Start of Article

SCCC Coaches Look Back

By Ted Waddell
LOCH SHELDRAKE — April 16, 2002 – It’s not easy to make lemonade out of lemons, but during this past season the Sullivan County Community College (SCCC) Generals coaches and players turned adversity into success.
In the wake of then-coach Will Brown’s late summer decision to move on from SCCC to a coaching slot at Division I SUNY Albany, there were a lot of folks around the area who thought the Generals would be in a ‘rebuilding year.’ The team would be perhaps headed for a .500 season.
Then Chris DePew, SCCC’s newly appointed athletic director (and assistant basketball coach during the 2000-2001 season), stepped in as interim head coach and took the Generals to a 5-1 record before Chad Beeten was hired as the helmsman.
After Beeten took over, DePew stayed on as his assistant, and the Generals racked up a 27-3 record.
The transition wasn’t a snap as the leadership reins switched from DePew’s style of hoops to Beeten’s ideas of how to play basketball. DePew is an advocate of a man-set-play offense, while Beeten favors a motion offense.
“At first, the team fought Chad’s tweaking, but they learned two systems of basketball, and they both worked,” recalled DePew of the transition.
In the first game of the NJCAA Region XV Tournament at SCCC, fate served up a double helping of adversity, as the Generals lost two starters. In the opening half guard John Connor went down with a severely sprained ankle, an injury that sidelined him for the rest of the tourney. In the closing seconds of the game, police officers took forward/center Andre Simmons into custody on a warrant issued for parole violation.

End of Article

__Given request A__.
Name every person mentioned in the basketball article apart from its author.
The article above has no connection to the entries that come next.

Start of The input

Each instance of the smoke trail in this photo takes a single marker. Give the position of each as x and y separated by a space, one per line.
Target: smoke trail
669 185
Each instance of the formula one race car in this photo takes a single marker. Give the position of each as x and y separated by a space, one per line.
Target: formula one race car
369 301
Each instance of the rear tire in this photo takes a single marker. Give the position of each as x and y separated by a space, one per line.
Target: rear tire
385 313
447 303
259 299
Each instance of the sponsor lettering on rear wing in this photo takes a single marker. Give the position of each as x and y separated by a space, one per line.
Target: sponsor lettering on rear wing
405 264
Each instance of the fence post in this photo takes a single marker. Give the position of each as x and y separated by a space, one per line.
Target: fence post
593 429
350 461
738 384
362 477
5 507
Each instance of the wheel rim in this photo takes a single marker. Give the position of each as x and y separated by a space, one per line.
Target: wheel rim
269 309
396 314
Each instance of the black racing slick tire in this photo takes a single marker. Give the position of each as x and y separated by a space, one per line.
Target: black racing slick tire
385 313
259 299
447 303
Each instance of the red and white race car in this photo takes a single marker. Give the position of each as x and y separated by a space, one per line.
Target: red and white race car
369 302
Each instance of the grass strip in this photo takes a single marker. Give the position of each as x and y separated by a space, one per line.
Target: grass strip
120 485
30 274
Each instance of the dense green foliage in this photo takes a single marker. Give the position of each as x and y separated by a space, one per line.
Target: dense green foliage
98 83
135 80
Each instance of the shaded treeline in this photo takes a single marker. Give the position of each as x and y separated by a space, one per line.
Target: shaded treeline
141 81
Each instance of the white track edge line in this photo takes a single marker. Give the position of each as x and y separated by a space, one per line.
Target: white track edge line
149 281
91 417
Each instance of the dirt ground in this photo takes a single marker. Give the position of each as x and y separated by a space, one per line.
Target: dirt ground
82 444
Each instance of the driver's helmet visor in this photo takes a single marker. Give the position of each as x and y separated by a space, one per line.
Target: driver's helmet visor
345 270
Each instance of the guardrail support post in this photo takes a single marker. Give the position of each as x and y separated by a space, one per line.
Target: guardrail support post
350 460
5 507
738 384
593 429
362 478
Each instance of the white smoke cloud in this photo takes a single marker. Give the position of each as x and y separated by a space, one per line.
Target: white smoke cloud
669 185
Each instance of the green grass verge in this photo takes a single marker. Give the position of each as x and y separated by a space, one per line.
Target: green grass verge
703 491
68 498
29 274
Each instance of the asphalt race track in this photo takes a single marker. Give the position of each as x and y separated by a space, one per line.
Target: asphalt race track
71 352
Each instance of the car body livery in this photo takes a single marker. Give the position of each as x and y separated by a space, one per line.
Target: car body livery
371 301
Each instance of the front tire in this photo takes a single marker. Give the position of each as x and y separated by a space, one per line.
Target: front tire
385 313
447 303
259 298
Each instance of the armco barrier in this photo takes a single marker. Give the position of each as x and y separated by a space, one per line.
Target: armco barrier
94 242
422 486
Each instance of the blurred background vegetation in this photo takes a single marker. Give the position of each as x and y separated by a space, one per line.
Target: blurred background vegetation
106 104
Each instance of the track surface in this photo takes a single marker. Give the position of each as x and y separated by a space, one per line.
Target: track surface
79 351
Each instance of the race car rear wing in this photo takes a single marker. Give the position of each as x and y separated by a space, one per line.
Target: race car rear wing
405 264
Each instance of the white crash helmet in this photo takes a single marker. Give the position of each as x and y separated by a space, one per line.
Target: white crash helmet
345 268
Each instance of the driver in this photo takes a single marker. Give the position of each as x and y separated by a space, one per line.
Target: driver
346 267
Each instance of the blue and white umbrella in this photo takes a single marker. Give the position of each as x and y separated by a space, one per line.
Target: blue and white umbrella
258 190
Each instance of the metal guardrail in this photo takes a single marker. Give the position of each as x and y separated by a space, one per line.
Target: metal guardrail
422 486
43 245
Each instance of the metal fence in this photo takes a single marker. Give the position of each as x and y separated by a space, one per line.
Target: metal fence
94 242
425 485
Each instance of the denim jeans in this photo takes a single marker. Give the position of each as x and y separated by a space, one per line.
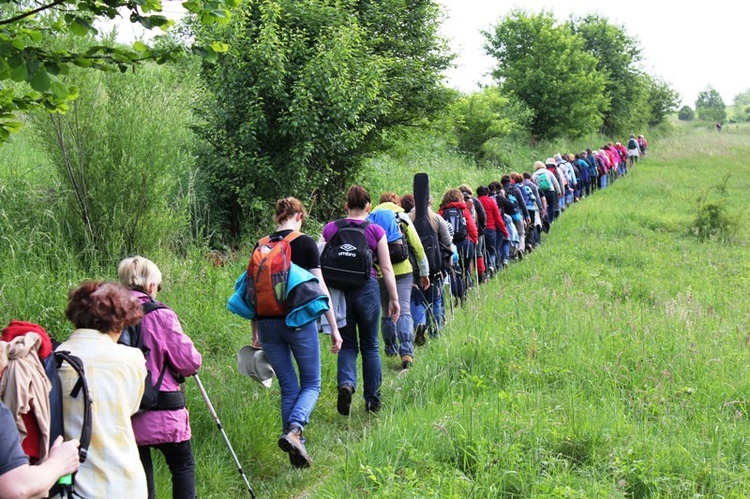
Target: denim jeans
179 457
282 345
361 334
490 243
427 306
398 337
551 198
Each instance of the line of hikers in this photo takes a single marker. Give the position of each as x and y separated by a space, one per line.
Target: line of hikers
382 269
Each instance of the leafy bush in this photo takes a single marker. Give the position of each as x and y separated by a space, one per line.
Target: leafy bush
686 113
120 155
712 220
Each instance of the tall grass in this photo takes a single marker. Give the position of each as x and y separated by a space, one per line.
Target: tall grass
610 362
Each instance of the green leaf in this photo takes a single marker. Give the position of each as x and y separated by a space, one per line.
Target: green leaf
59 89
41 80
18 73
13 126
220 47
80 27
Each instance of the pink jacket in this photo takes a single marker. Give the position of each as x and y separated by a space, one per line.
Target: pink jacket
163 334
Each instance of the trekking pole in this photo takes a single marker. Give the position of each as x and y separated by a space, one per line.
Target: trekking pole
223 434
450 291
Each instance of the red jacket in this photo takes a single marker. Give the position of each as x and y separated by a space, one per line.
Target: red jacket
471 227
495 219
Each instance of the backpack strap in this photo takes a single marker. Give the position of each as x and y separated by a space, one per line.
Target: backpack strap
81 385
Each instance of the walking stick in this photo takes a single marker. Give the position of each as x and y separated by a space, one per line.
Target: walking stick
223 434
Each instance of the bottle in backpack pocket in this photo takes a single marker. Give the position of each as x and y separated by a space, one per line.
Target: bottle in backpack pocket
268 273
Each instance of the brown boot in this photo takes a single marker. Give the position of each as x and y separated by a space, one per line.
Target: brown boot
406 361
291 442
419 338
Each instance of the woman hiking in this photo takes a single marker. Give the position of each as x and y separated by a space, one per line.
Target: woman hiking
284 345
172 357
362 301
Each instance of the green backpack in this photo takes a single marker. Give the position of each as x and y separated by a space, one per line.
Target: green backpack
543 182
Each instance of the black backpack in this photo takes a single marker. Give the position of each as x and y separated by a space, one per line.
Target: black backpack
153 398
51 365
399 249
455 217
346 261
431 243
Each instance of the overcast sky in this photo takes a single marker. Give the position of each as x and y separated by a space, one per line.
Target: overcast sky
689 44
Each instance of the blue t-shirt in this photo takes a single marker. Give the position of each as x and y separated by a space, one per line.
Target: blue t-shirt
11 453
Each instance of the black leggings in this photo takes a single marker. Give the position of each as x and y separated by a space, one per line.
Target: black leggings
180 460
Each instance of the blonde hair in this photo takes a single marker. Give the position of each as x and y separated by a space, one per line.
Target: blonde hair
138 273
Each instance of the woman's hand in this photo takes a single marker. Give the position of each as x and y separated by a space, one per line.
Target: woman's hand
394 309
336 340
425 282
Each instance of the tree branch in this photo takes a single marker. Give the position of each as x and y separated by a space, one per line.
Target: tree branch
31 12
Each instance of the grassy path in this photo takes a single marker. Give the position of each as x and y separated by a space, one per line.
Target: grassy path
612 362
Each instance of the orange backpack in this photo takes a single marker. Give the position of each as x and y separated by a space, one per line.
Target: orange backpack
267 275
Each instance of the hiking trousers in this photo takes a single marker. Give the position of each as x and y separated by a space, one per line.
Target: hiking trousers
179 457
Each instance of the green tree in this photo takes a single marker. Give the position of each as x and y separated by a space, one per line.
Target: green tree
742 106
662 100
31 70
121 152
686 113
617 55
710 106
546 66
301 99
485 115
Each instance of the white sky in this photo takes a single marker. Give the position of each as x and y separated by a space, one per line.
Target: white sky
688 43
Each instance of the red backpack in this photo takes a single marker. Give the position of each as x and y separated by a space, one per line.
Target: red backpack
268 273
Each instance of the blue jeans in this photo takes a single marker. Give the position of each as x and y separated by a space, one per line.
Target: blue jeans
427 306
280 343
361 333
398 337
551 197
490 242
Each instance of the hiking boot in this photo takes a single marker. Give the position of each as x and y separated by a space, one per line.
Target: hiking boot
345 400
419 338
291 443
406 361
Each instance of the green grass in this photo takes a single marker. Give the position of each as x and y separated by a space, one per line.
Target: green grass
612 361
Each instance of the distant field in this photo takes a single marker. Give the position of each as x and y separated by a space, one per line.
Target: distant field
611 362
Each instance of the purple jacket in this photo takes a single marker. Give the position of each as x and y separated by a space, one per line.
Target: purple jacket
163 334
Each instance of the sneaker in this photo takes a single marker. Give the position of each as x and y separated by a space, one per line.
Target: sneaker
406 361
291 443
419 338
345 400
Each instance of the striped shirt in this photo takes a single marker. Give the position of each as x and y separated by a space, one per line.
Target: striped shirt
115 375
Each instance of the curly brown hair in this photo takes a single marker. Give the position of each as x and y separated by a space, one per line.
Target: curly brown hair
452 196
357 198
287 207
102 305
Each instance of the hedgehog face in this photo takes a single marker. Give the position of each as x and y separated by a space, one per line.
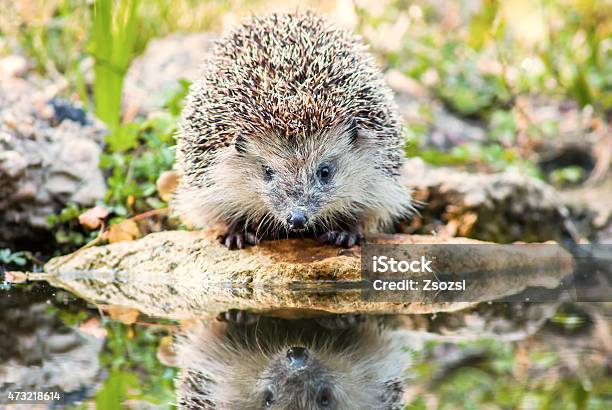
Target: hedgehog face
306 182
296 379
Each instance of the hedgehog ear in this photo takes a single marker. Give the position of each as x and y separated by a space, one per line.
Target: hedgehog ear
240 144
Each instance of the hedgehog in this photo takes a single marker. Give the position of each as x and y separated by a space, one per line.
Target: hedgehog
296 364
290 129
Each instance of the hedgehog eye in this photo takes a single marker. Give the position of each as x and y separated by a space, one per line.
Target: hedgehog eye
268 398
268 173
240 144
324 397
324 173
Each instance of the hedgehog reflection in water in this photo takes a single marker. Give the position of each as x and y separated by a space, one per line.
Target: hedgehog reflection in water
331 362
291 128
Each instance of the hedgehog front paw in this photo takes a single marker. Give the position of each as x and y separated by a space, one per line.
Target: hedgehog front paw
238 239
345 239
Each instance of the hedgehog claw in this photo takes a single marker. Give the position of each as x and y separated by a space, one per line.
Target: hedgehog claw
238 317
345 239
238 240
341 321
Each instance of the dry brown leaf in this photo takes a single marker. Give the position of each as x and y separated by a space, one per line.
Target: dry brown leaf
123 314
124 231
166 184
93 217
93 327
165 351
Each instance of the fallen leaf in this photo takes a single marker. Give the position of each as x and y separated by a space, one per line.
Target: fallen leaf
165 351
93 327
123 231
93 217
166 184
123 314
15 276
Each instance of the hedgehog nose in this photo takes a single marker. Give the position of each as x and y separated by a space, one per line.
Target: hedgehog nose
297 219
297 356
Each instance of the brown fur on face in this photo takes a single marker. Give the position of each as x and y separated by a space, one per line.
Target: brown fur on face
246 367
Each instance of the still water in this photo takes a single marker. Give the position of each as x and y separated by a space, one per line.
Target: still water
493 355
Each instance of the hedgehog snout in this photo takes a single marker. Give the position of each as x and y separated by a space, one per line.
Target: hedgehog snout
297 219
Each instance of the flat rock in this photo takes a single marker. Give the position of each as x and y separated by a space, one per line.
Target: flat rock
503 207
182 274
49 151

End of The input

__Given request B__.
Select every line in the entries that contains the string "jacket", with matching case.

__Finished answer A__.
Will Brown
Chris DePew
Chad Beeten
John Connor
Andre Simmons

__Finished answer B__.
Each instance of the pink jacket in this photo takes a single marker. Give the position of each as x and y separated by a space, one per line.
Target: pink jacket
Each instance of the red jacket in this photo takes a single marker. Give the position of each as x and y separated by a space, one per line.
Target: red jacket
Each instance of the purple jacket in this photo takes a single marker. Give the position of each as x and y separated by a space, one per line.
Target: purple jacket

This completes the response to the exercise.